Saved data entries

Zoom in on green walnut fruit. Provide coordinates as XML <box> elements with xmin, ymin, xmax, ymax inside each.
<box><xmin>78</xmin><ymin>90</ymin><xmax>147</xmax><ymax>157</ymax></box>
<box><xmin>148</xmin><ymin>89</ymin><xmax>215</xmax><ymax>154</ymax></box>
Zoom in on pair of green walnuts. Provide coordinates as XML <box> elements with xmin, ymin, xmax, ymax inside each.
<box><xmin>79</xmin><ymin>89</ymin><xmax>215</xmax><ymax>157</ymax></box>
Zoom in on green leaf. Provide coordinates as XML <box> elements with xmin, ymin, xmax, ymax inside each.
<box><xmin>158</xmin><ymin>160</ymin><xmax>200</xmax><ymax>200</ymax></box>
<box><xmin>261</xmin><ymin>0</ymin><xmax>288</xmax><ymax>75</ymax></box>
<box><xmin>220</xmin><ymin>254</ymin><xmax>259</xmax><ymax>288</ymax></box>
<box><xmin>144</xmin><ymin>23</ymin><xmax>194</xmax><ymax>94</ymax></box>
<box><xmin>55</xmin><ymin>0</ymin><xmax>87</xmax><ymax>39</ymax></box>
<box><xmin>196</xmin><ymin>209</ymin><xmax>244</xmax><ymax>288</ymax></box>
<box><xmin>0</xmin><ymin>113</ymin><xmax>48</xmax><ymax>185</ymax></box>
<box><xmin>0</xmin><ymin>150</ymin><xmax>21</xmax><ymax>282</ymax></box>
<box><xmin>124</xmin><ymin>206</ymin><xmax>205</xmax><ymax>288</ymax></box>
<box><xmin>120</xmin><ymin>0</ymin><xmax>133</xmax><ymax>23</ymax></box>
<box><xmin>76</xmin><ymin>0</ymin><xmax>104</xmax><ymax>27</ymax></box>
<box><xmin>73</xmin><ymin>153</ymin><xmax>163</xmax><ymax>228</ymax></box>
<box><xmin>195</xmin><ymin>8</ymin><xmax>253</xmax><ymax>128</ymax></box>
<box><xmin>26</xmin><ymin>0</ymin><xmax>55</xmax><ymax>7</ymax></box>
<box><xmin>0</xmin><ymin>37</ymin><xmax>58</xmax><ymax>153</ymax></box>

_INSTRUCTION_: Transcribe each record exactly. Leave nothing out.

_TASK OUTPUT_:
Zoom in on green walnut fruit. Provide coordinates as XML <box> elements with xmin, ymin, xmax, ymax inside each.
<box><xmin>78</xmin><ymin>90</ymin><xmax>147</xmax><ymax>157</ymax></box>
<box><xmin>148</xmin><ymin>89</ymin><xmax>215</xmax><ymax>154</ymax></box>
Zoom in on pair of green walnuts. Provide coordinates as XML <box> elements with xmin, ymin, xmax, ymax inside each.
<box><xmin>79</xmin><ymin>89</ymin><xmax>215</xmax><ymax>157</ymax></box>
Zoom in on green leaf. Provide coordinates as XML <box> elements with xmin, ymin, xmax, ymax inside each.
<box><xmin>158</xmin><ymin>160</ymin><xmax>200</xmax><ymax>200</ymax></box>
<box><xmin>261</xmin><ymin>0</ymin><xmax>288</xmax><ymax>75</ymax></box>
<box><xmin>220</xmin><ymin>254</ymin><xmax>259</xmax><ymax>288</ymax></box>
<box><xmin>144</xmin><ymin>23</ymin><xmax>194</xmax><ymax>94</ymax></box>
<box><xmin>55</xmin><ymin>0</ymin><xmax>87</xmax><ymax>39</ymax></box>
<box><xmin>196</xmin><ymin>209</ymin><xmax>244</xmax><ymax>288</ymax></box>
<box><xmin>0</xmin><ymin>113</ymin><xmax>48</xmax><ymax>185</ymax></box>
<box><xmin>0</xmin><ymin>150</ymin><xmax>21</xmax><ymax>282</ymax></box>
<box><xmin>124</xmin><ymin>206</ymin><xmax>205</xmax><ymax>288</ymax></box>
<box><xmin>120</xmin><ymin>0</ymin><xmax>133</xmax><ymax>23</ymax></box>
<box><xmin>76</xmin><ymin>0</ymin><xmax>104</xmax><ymax>27</ymax></box>
<box><xmin>73</xmin><ymin>153</ymin><xmax>163</xmax><ymax>228</ymax></box>
<box><xmin>195</xmin><ymin>8</ymin><xmax>253</xmax><ymax>128</ymax></box>
<box><xmin>26</xmin><ymin>0</ymin><xmax>55</xmax><ymax>7</ymax></box>
<box><xmin>0</xmin><ymin>37</ymin><xmax>58</xmax><ymax>153</ymax></box>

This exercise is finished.